▶ **EXTRAIT DE PAGE**:
↓↓↓

Considérant l’opacité du marché alimentaire suisse, l’absence de données, même statistiques, sur les marges des intermédiaires et des distributeurs ainsi que l’asymétrie d’information au détriment des consommateurs, la FRC estime la publication de certaines données consultées comme relevant de l’intérêt public. D’autant plus pendant cette période inflationniste.

Les Laiteries Réunies est l’une des onze fédérations laitières de Suisse et compte plus de 300 collaborateurs. Elle gère des sociétés filiales actives dans les produits laitiers (Vivadis, Val d’Arve) et carnés (Del Maître). En termes de taille, elle est bien moins imposante que des géants comme Emmi ou Cremo et pèse bien moins lourd sur le marché. Ces informations ne constituent donc que la pointe de l’iceberg.

Les documents que la FRC a pu consulter contiennent notamment des négociations entre la coopérative et les vendeurs, à savoir les détaillants, ainsi que des prix payés pour les matières premières, tout comme les récentes annonces d’augmentations liées à la situation mondiale. La comparaison des prix des fournisseurs avec ceux à la consommation relevés en magasin permet de déterminer la marge brute d’un produit.

↑↑↑

Prolongez l'extrait sur les marges du marché alimentaire suisse à partir de sa dernière phrase. Ces enregistrements proviennent d'une autre source.

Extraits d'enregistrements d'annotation

↓↓↓

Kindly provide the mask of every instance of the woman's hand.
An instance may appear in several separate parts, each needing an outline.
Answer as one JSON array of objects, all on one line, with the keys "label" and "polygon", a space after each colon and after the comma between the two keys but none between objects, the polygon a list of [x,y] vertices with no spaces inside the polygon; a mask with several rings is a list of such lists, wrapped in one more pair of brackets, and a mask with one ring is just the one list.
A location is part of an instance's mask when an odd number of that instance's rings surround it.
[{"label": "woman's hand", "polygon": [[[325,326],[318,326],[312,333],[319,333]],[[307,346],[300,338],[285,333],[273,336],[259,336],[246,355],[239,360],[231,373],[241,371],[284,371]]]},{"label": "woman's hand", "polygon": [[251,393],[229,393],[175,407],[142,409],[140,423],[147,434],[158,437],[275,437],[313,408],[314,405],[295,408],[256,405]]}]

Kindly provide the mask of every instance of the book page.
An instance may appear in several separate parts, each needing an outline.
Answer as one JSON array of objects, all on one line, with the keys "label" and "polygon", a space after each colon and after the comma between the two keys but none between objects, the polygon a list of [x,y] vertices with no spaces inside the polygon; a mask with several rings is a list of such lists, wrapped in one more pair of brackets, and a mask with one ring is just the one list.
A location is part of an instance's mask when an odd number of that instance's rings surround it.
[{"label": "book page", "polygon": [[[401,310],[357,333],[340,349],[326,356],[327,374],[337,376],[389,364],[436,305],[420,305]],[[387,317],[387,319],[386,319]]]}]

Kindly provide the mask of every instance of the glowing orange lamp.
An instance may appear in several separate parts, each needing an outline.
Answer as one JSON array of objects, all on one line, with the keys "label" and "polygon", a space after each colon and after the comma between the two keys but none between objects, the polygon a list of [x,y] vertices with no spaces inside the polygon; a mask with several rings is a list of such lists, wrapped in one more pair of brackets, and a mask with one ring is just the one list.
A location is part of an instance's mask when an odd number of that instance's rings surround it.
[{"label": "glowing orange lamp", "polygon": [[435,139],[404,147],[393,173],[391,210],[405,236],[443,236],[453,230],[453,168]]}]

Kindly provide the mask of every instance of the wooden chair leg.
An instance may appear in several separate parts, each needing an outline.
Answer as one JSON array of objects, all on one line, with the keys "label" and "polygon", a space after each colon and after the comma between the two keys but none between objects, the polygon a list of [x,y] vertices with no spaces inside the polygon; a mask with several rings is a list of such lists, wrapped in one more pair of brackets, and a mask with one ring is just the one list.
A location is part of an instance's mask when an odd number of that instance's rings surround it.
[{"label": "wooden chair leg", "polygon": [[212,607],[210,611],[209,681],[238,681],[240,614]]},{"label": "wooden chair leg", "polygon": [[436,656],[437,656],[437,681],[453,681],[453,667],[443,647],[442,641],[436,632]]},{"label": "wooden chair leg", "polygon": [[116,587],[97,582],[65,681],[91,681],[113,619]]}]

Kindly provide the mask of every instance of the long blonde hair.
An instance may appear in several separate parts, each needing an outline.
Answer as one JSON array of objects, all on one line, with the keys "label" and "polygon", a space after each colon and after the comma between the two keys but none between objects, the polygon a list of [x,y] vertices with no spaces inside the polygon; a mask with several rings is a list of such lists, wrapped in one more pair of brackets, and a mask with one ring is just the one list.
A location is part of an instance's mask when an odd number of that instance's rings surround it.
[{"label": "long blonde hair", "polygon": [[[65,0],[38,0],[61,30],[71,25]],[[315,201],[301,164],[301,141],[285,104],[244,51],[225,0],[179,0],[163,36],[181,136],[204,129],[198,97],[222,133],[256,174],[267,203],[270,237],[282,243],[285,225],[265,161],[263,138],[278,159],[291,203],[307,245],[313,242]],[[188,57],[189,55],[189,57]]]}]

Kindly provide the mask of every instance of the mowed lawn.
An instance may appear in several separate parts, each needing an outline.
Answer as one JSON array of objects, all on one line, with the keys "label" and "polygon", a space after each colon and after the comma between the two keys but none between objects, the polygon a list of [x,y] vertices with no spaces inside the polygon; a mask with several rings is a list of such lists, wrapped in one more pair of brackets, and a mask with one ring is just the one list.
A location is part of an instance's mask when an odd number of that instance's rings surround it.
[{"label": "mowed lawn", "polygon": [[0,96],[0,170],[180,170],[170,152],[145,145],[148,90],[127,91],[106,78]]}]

↑↑↑

▶ **RÉSULTAT ATTENDU**:
Inflation sur le dos des consommateurs

En Suisse, si l’inflation reste bien plus modérée qu’en Europe, elle s’est bel et bien installée. Nos relevés de prix les plus récents sur notre sélection de produits en témoignent. Entre le 12 mai et le 21 juin, la Tomme Léger M-Classic a ainsi passé de 1 fr. 75 à 1 fr. 85. La tomme M-Budget a également renchéri de 10 ct. Ces hausse témoignent de la validation des marges par les distributeurs en période d’inflation. Si les matières premières et les coûts liés au transport augmentent, ces hausses sont directement répercutées sur les consommateurs afin de maintenir la marge sur un produit donné. La hausse des prix à la production est ainsi à la charge des consommateurs afin de maintenir une forte rentabilité sur les produits.

Lorsqu’il s’agit de biens essentiels tels que les denrées alimentaires, ces répercussions des coûts questionnent. Alors que les salaires stagnent, on peut s’interroger sur la responsabilité des distributeurs quant à la baisse du pouvoir d’achat qui impacte plus fortement les ménages les moins aisés.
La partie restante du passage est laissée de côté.